● Selected excerpt

— Begin —

2025-01-10 12:25:44 - INFO - Starting program and initializing imports...


In [6]:
class ShellAttackDataset(Dataset):
    def __init__(self, texts, labels, tokenizer, max_length=512):
        self.texts = texts
        self.labels = labels
        self.tokenizer = tokenizer
        self.max_length = max_length
        
        # Log dataset statistics
        logging.info(f"Created dataset with {len(texts)} samples")
        logging.info(f"Number of labels: {labels.shape[1]}")
        
        # Calculate and log average sequence length
        avg_len = np.mean([len(" ".join(text).split()) for text in texts])
        logging.info(f"Average sequence length (words): {avg_len:.2f}")
    
    def __len__(self):
        return len(self.texts)
    
    def __getitem__(self, idx):
        text = " ".join(self.texts[idx])
        
        encoding = self.tokenizer(
            text,
            add_special_tokens=True,
            max_length=self.max_length,
            padding='max_length',
            truncation=True,
            return_tensors='pt'
        )
        
        return {
            'input_ids': encoding['input_ids'].flatten(),
            'attention_mask': encoding['attention_mask'].flatten(),
            'labels': torch.FloatTensor(self.labels[idx])
        }

In [7]:
class BertClassifier(nn.Module):
    def __init__(self, num_labels):
        super(BertClassifier, self).__init__()
        # Load pre-trained BERT
        self.bert = BertModel.from_pretrained('bert-base-uncased')
        
        # Add custom classification head
        self.dropout = nn.Dropout(0.1)
        self.classifier = nn.Linear(self.bert.config.hidden_size, num_labels)
        self.sigmoid = nn.Sigmoid()
        
        # Log model architecture details
        logging.info(f"Initialized BERT Classifier with:")
        logging.info(f"- BERT hidden size: {self.bert.config.hidden_size}")
        logging.info(f"- Number of labels: {num_labels}")
        logging.info(f"- Dropout rate: 0.1")
    
    def forward(self, input_ids, attention_mask):
        # Get BERT outputs
        outputs = self.bert(input_ids=input_ids, attention_mask=attention_mask)
        
        # Use the [CLS] token representation
        pooled_output = outputs.pooler_output
        
        # Apply dropout and classification
        x = self.dropout(pooled_output)
        x = self.classifier(x)
        return self.sigmoid(x)

In [8]:
def train_model(model, train_loader, val_loader, device, num_epochs=10):
    # Initialize optimizer
    optimizer = AdamW(model.parameters(), lr=2e-5)
    
    # Binary Cross Entropy loss for multi-label classification
    criterion = nn.BCELoss()
    
    # Store metrics
    train_losses = []
    val_losses = []
    
    # Calculate total number of training steps
    total_steps = len(train_loader) * num_epochs
    logging.info(f"Starting training with {total_steps} total steps")
    
    for epoch in range(num_epochs):
        # Training phase
        model.train()
        total_train_loss = 0
        train_steps = 0
        
        epoch_start_time = datetime.now()
        
        for batch in tqdm(train_loader, desc=f'Epoch {epoch + 1}/{num_epochs}'):
            input_ids = batch['input_ids'].to(device)

— End —

● Tasks to perform
• a. Reproduce the classifier code from "x = self.classifier(x)" to "criterion = nn.BCELoss()".
• b. In the classifier code, list every keyword argument passed to the tokenizer inside the `__getitem__` method.
The listing comes from a separate source.

Excerpts from a dataset on pointing at objects:
— Begin —

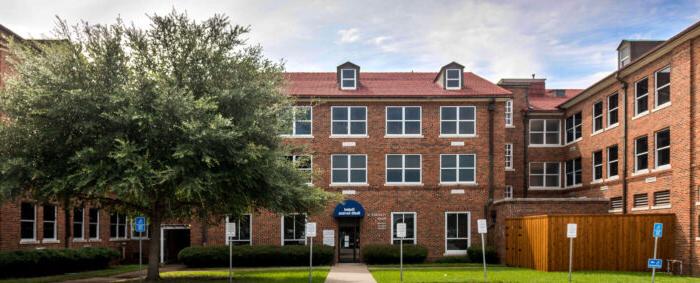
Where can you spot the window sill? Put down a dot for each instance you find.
(403, 136)
(660, 107)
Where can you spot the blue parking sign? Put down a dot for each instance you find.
(140, 224)
(658, 230)
(654, 263)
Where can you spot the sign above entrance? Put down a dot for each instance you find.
(349, 209)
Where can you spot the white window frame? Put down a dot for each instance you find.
(637, 154)
(343, 79)
(415, 227)
(403, 121)
(657, 149)
(294, 122)
(616, 110)
(657, 87)
(457, 121)
(448, 79)
(509, 113)
(509, 156)
(250, 228)
(599, 116)
(33, 221)
(306, 220)
(610, 161)
(349, 121)
(637, 98)
(544, 175)
(349, 169)
(469, 233)
(403, 169)
(544, 133)
(457, 169)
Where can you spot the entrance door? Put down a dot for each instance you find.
(349, 240)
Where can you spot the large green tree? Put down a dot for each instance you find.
(176, 120)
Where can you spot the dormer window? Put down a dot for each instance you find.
(453, 79)
(348, 79)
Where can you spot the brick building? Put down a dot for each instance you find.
(439, 150)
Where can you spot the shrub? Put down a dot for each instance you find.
(474, 255)
(389, 254)
(254, 256)
(31, 263)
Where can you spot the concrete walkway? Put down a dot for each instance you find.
(350, 272)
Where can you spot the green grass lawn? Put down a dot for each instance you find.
(474, 273)
(74, 276)
(252, 275)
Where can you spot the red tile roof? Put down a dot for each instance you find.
(549, 101)
(389, 84)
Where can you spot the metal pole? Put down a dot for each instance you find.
(483, 255)
(653, 270)
(571, 256)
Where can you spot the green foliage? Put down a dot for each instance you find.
(255, 256)
(390, 254)
(31, 263)
(474, 254)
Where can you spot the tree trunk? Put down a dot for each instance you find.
(154, 248)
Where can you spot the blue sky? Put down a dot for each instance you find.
(571, 43)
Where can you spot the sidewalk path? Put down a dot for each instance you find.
(350, 272)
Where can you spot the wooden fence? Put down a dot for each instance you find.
(604, 242)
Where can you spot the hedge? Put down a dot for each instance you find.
(254, 256)
(474, 255)
(389, 254)
(43, 262)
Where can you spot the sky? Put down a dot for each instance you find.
(570, 43)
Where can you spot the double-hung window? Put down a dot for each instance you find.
(457, 120)
(458, 168)
(509, 113)
(294, 229)
(78, 223)
(598, 165)
(573, 128)
(544, 174)
(509, 156)
(27, 221)
(403, 120)
(349, 169)
(243, 228)
(663, 148)
(612, 161)
(49, 222)
(641, 97)
(457, 232)
(404, 217)
(573, 172)
(662, 95)
(544, 132)
(403, 168)
(613, 105)
(349, 121)
(597, 116)
(117, 226)
(348, 79)
(301, 122)
(641, 154)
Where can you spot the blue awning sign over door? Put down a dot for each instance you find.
(349, 209)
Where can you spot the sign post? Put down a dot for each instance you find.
(140, 227)
(655, 263)
(571, 234)
(401, 234)
(481, 225)
(311, 233)
(230, 233)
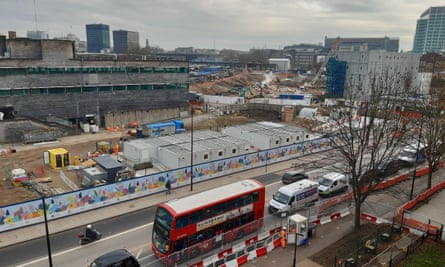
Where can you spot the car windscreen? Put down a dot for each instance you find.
(280, 197)
(325, 181)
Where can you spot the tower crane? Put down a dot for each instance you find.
(331, 52)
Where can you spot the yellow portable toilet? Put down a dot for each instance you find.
(103, 147)
(58, 158)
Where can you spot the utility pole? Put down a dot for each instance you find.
(48, 243)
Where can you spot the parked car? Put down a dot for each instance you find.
(383, 169)
(118, 257)
(293, 176)
(388, 167)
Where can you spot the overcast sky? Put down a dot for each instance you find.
(220, 24)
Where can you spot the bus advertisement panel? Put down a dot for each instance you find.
(198, 223)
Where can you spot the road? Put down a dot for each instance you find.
(133, 230)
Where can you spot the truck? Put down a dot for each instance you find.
(293, 197)
(332, 183)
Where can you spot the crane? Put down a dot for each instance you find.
(323, 66)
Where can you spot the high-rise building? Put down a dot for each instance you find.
(98, 37)
(125, 41)
(363, 44)
(430, 31)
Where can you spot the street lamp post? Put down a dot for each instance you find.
(48, 243)
(415, 163)
(191, 153)
(295, 248)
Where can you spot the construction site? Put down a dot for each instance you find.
(26, 165)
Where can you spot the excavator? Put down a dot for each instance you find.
(241, 91)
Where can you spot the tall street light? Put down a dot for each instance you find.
(48, 243)
(295, 248)
(191, 153)
(418, 150)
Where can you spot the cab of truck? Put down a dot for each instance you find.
(332, 183)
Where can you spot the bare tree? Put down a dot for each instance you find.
(433, 133)
(369, 131)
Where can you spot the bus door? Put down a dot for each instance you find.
(180, 247)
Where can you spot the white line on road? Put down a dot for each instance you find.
(80, 247)
(105, 239)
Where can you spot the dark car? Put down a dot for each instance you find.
(383, 169)
(387, 167)
(118, 257)
(293, 176)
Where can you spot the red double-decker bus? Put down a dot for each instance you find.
(195, 224)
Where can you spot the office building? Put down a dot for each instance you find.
(356, 70)
(363, 44)
(430, 31)
(98, 37)
(125, 41)
(41, 77)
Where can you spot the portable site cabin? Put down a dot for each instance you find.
(216, 151)
(58, 158)
(255, 135)
(103, 146)
(111, 166)
(235, 146)
(298, 134)
(138, 151)
(159, 129)
(174, 156)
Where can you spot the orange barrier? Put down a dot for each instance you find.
(413, 223)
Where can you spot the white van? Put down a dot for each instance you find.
(332, 183)
(294, 196)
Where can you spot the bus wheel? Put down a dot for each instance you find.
(239, 234)
(195, 253)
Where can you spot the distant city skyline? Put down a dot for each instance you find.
(229, 24)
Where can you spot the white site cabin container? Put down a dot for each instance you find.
(294, 196)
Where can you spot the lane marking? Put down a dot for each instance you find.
(83, 246)
(105, 239)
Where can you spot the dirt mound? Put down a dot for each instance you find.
(223, 85)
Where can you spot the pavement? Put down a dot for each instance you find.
(326, 234)
(281, 257)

— End —

● Answers for the tasks
• a.
x = self.classifier(x)
        return self.sigmoid(x)

In [8]:
def train_model(model, train_loader, val_loader, device, num_epochs=10):
    # Initialize optimizer
    optimizer = AdamW(model.parameters(), lr=2e-5)
    
    # Binary Cross Entropy loss for multi-label classification
    criterion = nn.BCELoss()

• b. add_special_tokens, max_length, padding, truncation, return_tensors